DOCUMENT SECTION

___

Geeks for the Cartels
Encrypted communications, drug deals on the web, propaganda per Facebook: The younger generation is driving the digitalisation of the Mexican drug cartels. Read More
Louis Vuitton luggage, a selfie aboard a yacht in front of a luxury hotel in Monaco: At first glance, the photo gallery of "miauuuu5_7" looks like thousands of others staging their jet-set lives on Instagram. The young man could be a model or wealthy heir. But he is a killer. Some videos depict him in full camouflage in the woods with an assault rifle, and with high-ranking members of Mexico’s powerful Sinaloa cartel.
José Rodrigo Aréchiga Gamboa, alias "miauuuu5_7", is known in Mexico as "Chino Ántrax"– the head and founder of the "Los Ántrax" killer commando. The unit carries out contract killings for the Sinaloa cartel, serves as the armed wing and troop of bodyguards for drug boss Ismael "El Mayo" Zambada García, and organises the transport of drugs and weapons. Most recently "Chino Ántrax" is supposed to have controlled the drug trade in Culiacán, the capital of the state of Sinaloa, the cradle of the Sinaloa cartel. On the Instagram photos, the assassin used Photoshop to render his face unrecognisable, but he is identifiable on most photos and videos because of the skull ring he is wearing, the logo of the Ántrax troop.

___

(Records in a dataset)
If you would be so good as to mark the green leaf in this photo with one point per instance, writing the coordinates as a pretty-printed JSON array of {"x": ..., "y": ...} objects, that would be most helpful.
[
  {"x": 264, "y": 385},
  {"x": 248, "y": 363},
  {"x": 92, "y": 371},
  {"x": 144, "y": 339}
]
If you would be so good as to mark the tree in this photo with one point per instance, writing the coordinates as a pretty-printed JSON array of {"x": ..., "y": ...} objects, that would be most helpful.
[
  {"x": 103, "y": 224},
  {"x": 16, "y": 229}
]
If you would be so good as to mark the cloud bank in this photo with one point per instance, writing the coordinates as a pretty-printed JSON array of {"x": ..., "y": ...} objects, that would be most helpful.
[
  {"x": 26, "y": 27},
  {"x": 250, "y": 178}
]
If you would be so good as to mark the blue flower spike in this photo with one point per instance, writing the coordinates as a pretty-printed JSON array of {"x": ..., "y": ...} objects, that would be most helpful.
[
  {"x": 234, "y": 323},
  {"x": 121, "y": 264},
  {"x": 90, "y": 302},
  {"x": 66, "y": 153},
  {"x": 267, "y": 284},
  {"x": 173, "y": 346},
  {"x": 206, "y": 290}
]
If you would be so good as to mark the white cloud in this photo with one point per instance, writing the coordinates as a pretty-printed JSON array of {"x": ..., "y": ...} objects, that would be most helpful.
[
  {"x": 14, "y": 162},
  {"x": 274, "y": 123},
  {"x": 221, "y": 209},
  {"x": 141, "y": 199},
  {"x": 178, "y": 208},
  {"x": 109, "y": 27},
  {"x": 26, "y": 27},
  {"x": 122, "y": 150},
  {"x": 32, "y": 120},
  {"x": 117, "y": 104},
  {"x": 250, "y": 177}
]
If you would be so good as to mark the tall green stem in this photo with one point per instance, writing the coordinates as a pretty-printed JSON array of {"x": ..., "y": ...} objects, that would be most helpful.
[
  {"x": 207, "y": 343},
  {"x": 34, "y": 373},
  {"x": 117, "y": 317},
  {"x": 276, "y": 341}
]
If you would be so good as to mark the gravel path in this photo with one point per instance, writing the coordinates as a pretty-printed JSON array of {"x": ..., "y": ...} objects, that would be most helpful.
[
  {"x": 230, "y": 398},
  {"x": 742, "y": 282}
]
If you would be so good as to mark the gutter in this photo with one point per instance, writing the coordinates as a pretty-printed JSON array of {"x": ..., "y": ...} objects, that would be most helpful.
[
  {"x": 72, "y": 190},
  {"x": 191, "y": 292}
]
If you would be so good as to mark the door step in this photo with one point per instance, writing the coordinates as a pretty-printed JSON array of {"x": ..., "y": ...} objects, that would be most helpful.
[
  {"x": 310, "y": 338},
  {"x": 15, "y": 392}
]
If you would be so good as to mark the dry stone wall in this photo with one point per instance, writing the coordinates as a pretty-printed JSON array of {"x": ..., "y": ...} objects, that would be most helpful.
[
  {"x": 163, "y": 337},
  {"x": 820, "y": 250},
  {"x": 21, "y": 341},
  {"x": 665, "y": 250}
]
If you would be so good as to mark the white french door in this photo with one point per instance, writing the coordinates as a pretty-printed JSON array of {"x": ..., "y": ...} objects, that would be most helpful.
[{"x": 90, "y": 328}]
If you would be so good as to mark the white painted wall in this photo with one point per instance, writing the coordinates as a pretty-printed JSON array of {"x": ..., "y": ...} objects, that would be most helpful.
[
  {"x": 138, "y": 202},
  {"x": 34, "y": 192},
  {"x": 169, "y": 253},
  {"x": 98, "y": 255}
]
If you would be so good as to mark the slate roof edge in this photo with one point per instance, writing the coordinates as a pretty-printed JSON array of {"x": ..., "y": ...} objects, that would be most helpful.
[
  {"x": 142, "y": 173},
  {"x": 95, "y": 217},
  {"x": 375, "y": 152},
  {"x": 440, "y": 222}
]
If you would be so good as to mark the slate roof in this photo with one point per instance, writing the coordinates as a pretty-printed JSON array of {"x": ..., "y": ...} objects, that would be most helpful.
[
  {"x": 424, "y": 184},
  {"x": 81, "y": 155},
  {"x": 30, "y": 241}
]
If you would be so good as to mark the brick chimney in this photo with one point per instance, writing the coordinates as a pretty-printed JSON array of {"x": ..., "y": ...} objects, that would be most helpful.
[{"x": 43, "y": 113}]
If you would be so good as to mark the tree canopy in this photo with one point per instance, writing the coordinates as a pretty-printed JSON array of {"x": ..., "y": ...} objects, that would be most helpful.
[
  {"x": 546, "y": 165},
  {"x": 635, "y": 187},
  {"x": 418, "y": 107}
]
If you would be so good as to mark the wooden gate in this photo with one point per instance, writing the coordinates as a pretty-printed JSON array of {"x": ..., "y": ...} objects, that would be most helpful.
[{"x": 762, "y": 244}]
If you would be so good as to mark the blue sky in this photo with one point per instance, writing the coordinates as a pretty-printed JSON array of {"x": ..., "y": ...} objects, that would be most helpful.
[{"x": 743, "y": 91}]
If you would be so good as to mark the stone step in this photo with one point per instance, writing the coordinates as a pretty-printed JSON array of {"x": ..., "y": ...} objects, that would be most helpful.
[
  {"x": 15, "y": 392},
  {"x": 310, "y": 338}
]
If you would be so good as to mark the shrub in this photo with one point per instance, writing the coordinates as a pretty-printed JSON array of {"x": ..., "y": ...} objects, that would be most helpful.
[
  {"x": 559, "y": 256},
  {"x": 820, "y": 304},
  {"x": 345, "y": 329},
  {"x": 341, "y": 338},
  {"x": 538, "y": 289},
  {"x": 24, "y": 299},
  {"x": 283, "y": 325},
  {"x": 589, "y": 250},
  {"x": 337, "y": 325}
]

___

Answer these questions about the article on the Mexican drug cartels:
1. Which generation is driving the cartels' shift to digital methods?
2. By what name is José Rodrigo Aréchiga Gamboa known in Mexico?
3. What makes him identifiable on most of his photos and videos?

WRITTEN ANSWER
1. The younger generation.
2. "Chino Ántrax."
3. The skull ring he wears, which is the logo of the Ántrax troop.